*Task*:
Without the pictures, can you quote each line below exactly?

*Extracted information*:
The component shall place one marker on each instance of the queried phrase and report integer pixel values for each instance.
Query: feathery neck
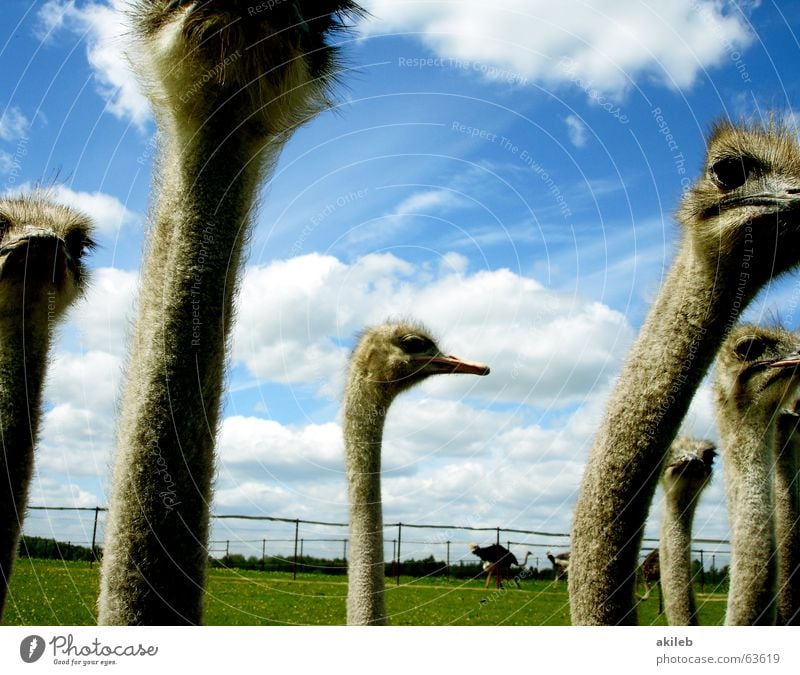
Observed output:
(366, 405)
(24, 345)
(699, 303)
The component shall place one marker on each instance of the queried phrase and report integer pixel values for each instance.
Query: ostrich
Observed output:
(498, 560)
(42, 246)
(787, 515)
(651, 576)
(560, 565)
(387, 360)
(741, 227)
(756, 376)
(686, 475)
(229, 87)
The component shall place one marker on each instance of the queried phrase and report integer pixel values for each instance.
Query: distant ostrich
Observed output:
(387, 360)
(498, 561)
(651, 576)
(42, 246)
(757, 376)
(686, 475)
(229, 87)
(560, 564)
(787, 515)
(741, 223)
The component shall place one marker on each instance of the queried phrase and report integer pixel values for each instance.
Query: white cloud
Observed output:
(13, 124)
(543, 347)
(103, 317)
(427, 201)
(108, 213)
(107, 40)
(604, 44)
(576, 130)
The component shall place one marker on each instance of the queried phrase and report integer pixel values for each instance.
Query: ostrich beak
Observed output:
(783, 198)
(444, 364)
(15, 253)
(789, 361)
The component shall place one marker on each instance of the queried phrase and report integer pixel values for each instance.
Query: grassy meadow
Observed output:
(51, 592)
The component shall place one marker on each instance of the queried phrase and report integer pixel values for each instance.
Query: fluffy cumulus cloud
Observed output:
(13, 124)
(298, 318)
(108, 213)
(507, 449)
(576, 130)
(103, 27)
(606, 45)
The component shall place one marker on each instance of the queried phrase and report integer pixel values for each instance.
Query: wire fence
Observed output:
(270, 542)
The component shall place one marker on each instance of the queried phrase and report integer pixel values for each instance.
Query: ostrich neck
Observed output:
(23, 360)
(155, 552)
(697, 306)
(748, 443)
(676, 559)
(787, 519)
(365, 410)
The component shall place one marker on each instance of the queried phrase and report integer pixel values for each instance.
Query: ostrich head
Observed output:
(757, 372)
(270, 62)
(747, 198)
(42, 246)
(395, 356)
(689, 466)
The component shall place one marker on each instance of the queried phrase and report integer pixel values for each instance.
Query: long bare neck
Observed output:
(676, 559)
(787, 519)
(156, 543)
(682, 333)
(748, 443)
(364, 416)
(24, 344)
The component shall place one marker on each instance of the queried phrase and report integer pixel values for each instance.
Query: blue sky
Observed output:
(507, 174)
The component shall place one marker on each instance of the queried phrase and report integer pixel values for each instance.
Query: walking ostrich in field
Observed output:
(387, 360)
(560, 563)
(685, 477)
(42, 246)
(498, 561)
(757, 376)
(787, 515)
(229, 87)
(651, 576)
(741, 222)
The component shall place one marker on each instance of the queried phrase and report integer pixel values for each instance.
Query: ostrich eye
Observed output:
(749, 348)
(77, 243)
(731, 172)
(415, 344)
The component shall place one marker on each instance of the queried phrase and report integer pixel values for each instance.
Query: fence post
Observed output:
(296, 534)
(399, 538)
(94, 537)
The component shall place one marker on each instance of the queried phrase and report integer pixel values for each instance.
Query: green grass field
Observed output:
(49, 592)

*Written solution*:
The component shall place one marker on each instance of the queried phrase and report integer pixel values for each instance.
Query: feathery neck
Observed output:
(366, 405)
(24, 345)
(699, 303)
The component shall place one marker on each instance of the queried phrase and report integer pixel values for each instance.
Query: ostrich
Observed output:
(498, 560)
(42, 246)
(787, 515)
(651, 576)
(560, 565)
(387, 360)
(741, 227)
(756, 376)
(686, 475)
(229, 87)
The component shall place one marker on each instance of the queried phrase and report integer pixel values for each instance.
Query: distant ostrich
Observed output:
(387, 360)
(498, 561)
(651, 576)
(42, 246)
(757, 376)
(686, 475)
(229, 87)
(560, 564)
(787, 515)
(741, 223)
The component shall place one marker on each instance of the queried phrase and report integer pixel values for each instance.
Query: white cloud
Observed output:
(13, 124)
(543, 347)
(103, 317)
(427, 201)
(108, 213)
(107, 40)
(604, 44)
(576, 130)
The component shall place one marker on each instance of the queried phrase and report integer pixel values for each instance.
Query: ostrich beak
Observed output:
(783, 198)
(444, 364)
(15, 253)
(789, 361)
The component shall place one marker on each instance of the queried phrase and report integer pixel values for each instance.
Query: grassy meadow
Observed output:
(51, 592)
The component shall place one marker on each instance of the queried phrase and report integer pixel values for each instance.
Query: fluffy cumulus cloud
Observed output:
(13, 124)
(298, 318)
(108, 213)
(507, 449)
(576, 130)
(103, 27)
(606, 45)
The component shall place one marker on each instance of the queried phrase and report integer pixel values for each instance.
Query: wire fence
Observed output:
(270, 542)
The component shall place one marker on each instance of the queried phrase and report integer pixel values for each instance.
Query: ostrich neck
Observed output:
(23, 360)
(155, 552)
(697, 306)
(748, 443)
(676, 559)
(787, 519)
(365, 410)
The component shall place one marker on each instance of the queried phrase and report integer pixel values for each instance.
Query: ostrich head
Observed output:
(757, 372)
(270, 62)
(747, 198)
(42, 246)
(395, 356)
(689, 466)
The component shall place one marker on each instance of the queried phrase and report integer pixel values for each instance.
Query: long bare neck
Observed output:
(676, 559)
(787, 519)
(156, 543)
(682, 333)
(748, 443)
(364, 416)
(24, 344)
The component shall place one marker on each instance of the queried phrase and report integer pixel values for each instance.
Query: blue sky
Observed output:
(507, 174)
The component shall place one marker on each instance of the queried phrase and report integer pixel values for each instance.
Query: walking ostrich in field
Observed output:
(387, 360)
(560, 563)
(685, 477)
(42, 246)
(498, 561)
(757, 376)
(787, 515)
(229, 87)
(651, 576)
(741, 222)
The component shall place one marker on each instance of the queried phrase and report integer pixel values for each instance.
Query: ostrich eye
Observed output:
(749, 348)
(77, 243)
(731, 172)
(415, 344)
The component shall place one marker on each instance of the queried phrase and report integer pixel values for each instance.
Query: fence post
Observed output:
(296, 534)
(399, 538)
(94, 537)
The component shall place one marker on each instance of the queried phrase and report integer pixel values for each instance.
Query: green grass field
Observed output:
(49, 592)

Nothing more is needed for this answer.